··· TEXT PASSAGE
You know the build-up. The inevitable rounds of emails, snail mail submissions, the thick packets, keeping the postal service going with the sheer volume of mail you send? TO AGENTS? I know people who've sent our 100's of queries. They keep at it, month after month, sometimes year after year. If persistence were a prerequisite of success there names would be household ones.
So, eventually, when after the 30th query I got THE PHONECALL I wrote about in part 1, you can't blame me. The way this whole process is set up to make you believe that landing an agent should lead to that oh-so blissful feeling of acceptance, the Sally Field like exuberance (you like me, you really like me)is like some kind of prize. The pot of gold at the end of a rainbow. The happy ending.
Nope. The truth is that this landing an agent is the beginning. That's where you really begin on your publication journey. There's writing and there's the publishing. Writing ends at your last successful draft, publishing begins when you find an agent. So take a deep breath, revel in the knowledge that an experienced publishing professional likes your work, breathe in that sweet scent of validation...and then get over yourself. Nothing has really happened. Yet.
······
··· RECORDS SUPPLIED
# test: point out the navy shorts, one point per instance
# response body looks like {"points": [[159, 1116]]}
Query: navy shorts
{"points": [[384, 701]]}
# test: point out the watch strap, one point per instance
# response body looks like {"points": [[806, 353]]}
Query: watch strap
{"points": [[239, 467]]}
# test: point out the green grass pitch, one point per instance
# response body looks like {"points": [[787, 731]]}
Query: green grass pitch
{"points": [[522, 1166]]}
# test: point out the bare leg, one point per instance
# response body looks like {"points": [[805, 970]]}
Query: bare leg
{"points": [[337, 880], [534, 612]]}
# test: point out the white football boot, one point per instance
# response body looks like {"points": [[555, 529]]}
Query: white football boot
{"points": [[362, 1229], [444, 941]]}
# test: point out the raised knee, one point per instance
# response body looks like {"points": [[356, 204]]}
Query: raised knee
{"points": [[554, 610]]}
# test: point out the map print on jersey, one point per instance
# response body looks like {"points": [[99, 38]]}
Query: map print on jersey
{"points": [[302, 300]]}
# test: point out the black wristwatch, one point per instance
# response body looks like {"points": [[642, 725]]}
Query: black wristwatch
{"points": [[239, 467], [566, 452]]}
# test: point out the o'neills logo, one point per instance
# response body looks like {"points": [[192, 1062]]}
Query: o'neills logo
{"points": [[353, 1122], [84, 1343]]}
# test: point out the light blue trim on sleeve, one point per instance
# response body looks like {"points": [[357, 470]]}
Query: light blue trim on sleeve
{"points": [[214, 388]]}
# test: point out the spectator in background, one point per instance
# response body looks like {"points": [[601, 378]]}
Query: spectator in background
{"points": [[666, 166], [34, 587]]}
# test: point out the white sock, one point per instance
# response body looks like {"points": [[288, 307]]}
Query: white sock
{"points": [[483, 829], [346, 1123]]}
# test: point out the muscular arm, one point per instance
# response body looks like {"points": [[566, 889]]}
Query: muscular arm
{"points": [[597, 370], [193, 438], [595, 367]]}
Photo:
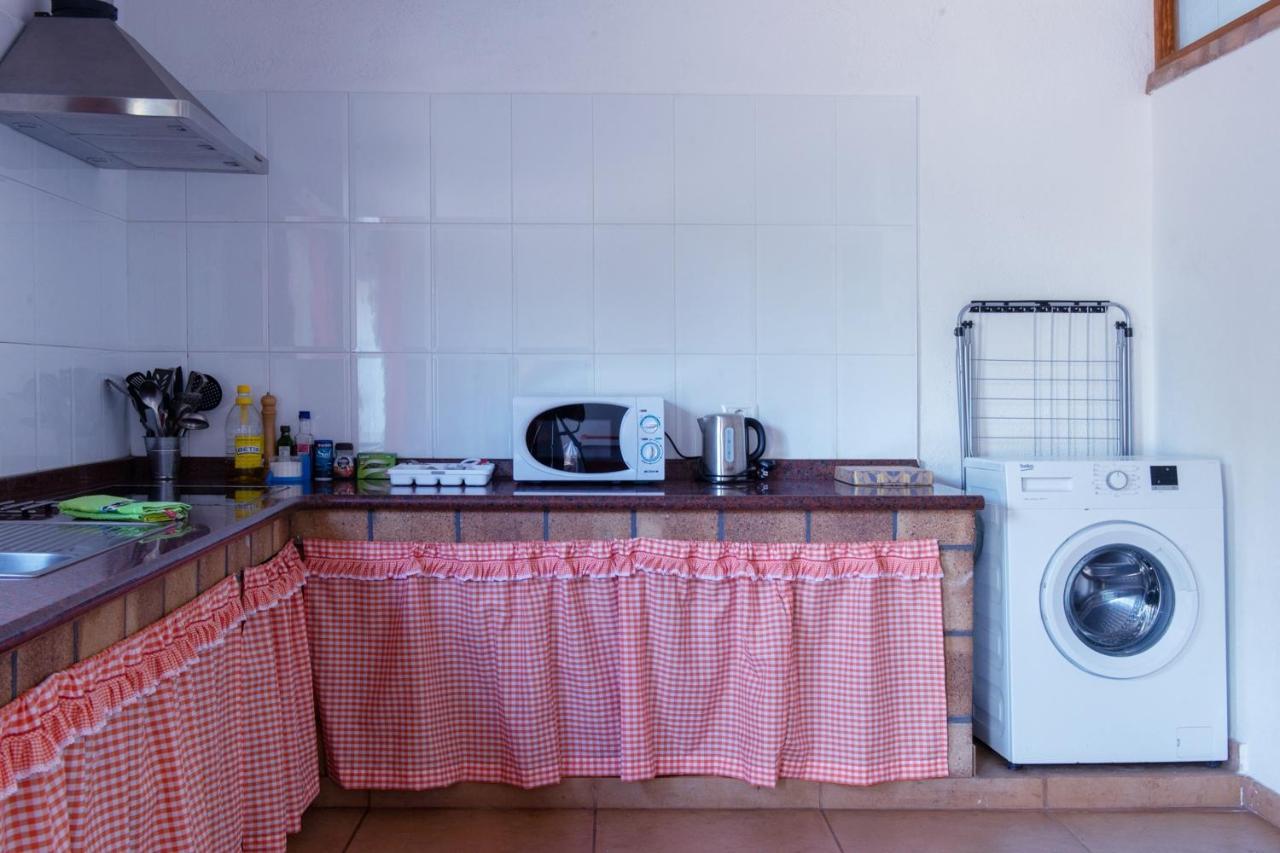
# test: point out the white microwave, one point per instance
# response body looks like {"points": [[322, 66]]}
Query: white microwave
{"points": [[588, 438]]}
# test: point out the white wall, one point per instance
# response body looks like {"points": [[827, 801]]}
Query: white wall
{"points": [[420, 259], [1033, 136], [63, 311], [1216, 276]]}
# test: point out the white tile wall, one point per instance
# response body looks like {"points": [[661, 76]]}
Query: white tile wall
{"points": [[414, 260]]}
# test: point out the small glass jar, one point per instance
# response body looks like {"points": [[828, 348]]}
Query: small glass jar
{"points": [[344, 461]]}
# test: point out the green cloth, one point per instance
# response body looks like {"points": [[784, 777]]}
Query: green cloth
{"points": [[104, 507]]}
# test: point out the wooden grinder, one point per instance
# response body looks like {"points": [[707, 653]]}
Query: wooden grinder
{"points": [[269, 425]]}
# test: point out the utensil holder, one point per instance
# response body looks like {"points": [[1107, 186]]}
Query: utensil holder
{"points": [[164, 455]]}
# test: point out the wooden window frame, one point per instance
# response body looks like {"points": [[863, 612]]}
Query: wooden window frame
{"points": [[1173, 62]]}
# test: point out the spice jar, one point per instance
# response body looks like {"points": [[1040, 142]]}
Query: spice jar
{"points": [[344, 461]]}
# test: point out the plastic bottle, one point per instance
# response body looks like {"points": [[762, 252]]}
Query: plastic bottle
{"points": [[246, 461], [305, 443]]}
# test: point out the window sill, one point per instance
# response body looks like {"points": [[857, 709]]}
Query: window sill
{"points": [[1221, 41]]}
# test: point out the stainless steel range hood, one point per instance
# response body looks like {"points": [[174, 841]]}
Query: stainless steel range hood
{"points": [[76, 81]]}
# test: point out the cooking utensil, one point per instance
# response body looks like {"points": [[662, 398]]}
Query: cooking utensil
{"points": [[151, 397], [135, 400], [210, 392]]}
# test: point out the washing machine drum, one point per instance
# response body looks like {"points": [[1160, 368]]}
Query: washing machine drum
{"points": [[1119, 600]]}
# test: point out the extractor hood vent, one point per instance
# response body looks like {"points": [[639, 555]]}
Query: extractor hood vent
{"points": [[76, 81]]}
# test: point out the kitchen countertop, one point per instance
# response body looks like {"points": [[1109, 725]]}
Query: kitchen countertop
{"points": [[32, 606]]}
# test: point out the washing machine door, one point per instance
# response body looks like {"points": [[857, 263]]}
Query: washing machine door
{"points": [[1119, 600]]}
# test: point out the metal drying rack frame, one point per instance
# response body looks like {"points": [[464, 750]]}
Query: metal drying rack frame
{"points": [[1057, 395]]}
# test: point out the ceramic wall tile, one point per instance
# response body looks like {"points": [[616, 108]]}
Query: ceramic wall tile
{"points": [[795, 290], [232, 197], [714, 288], [391, 156], [876, 160], [306, 136], [227, 286], [472, 405], [471, 158], [393, 402], [714, 159], [876, 398], [795, 160], [307, 287], [635, 300], [18, 409], [552, 158], [472, 287], [554, 295], [703, 384], [798, 405], [158, 286], [319, 383], [634, 159], [392, 287], [18, 250], [876, 291], [231, 369]]}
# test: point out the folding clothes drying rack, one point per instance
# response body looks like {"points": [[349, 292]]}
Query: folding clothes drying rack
{"points": [[1043, 378]]}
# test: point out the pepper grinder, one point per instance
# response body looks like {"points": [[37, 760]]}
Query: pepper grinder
{"points": [[269, 427]]}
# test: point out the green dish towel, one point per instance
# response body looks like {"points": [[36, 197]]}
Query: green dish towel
{"points": [[104, 507]]}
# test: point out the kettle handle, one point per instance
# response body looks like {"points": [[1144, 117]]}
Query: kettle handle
{"points": [[758, 428]]}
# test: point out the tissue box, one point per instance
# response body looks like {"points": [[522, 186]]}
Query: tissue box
{"points": [[374, 466], [883, 475]]}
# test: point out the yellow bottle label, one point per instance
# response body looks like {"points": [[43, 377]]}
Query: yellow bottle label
{"points": [[248, 451]]}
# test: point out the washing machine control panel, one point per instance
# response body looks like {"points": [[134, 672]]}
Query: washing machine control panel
{"points": [[1116, 478]]}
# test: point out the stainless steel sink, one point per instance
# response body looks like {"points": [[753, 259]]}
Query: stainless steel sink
{"points": [[33, 548]]}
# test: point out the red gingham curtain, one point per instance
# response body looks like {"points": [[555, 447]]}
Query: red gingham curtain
{"points": [[282, 772], [525, 662], [195, 734], [136, 748]]}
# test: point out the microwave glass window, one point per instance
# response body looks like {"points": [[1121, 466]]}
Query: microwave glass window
{"points": [[583, 438]]}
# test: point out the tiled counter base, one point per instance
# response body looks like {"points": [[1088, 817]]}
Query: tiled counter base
{"points": [[954, 530], [92, 632]]}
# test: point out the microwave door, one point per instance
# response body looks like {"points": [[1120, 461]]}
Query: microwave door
{"points": [[579, 438]]}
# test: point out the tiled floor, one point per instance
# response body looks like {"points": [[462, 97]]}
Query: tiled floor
{"points": [[391, 830]]}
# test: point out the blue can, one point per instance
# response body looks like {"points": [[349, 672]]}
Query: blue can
{"points": [[323, 465]]}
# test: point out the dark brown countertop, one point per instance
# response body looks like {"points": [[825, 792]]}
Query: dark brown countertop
{"points": [[31, 606]]}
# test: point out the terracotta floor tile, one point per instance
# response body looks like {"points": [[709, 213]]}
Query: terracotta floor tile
{"points": [[1171, 831], [718, 831], [883, 831], [325, 830], [444, 830]]}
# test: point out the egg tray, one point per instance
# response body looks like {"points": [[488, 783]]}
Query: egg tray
{"points": [[442, 473]]}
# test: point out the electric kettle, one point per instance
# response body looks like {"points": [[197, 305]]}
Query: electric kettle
{"points": [[725, 446]]}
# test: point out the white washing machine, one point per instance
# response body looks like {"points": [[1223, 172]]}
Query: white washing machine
{"points": [[1100, 610]]}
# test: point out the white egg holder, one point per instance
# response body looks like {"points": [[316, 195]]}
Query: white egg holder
{"points": [[469, 471]]}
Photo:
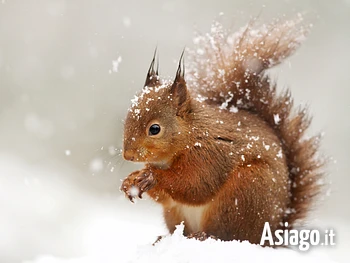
······
* _EXERCISE DIRECTIONS_: Continue the blog post about landing a literary agent, picking up after its final words, "Nothing has really happened. Yet."

* _OUTPUT OF THE EXERCISE_:
The other thing no one tells you...or they tell you and you think to yourself, that's not me, won't happen to me...that you might have bypassed the slush pile but a publishing contract is not a given. More often than not even agented manuscripts never make it into publication. And more often than not, that manuscript is yours.
The way the whole thing is set up once you get that call, especially if you've been trying forever, you want to collapse into a thankful heap at your agent's feet. But the agent is not doing you a favor. In fact, they are your agent, your employee, when you sell they make money. Keep that central fact in mind.
I didn't remember that. I felt diffident asking my agent to send me updates. I didn't want to bother her. What if I irritate her and she drops me? Horrors! What will I do then? I should have trusted my instincts. She needs me as much as I need her. I didn't have to live in her pocket but I could have been more assertive on my own behalf.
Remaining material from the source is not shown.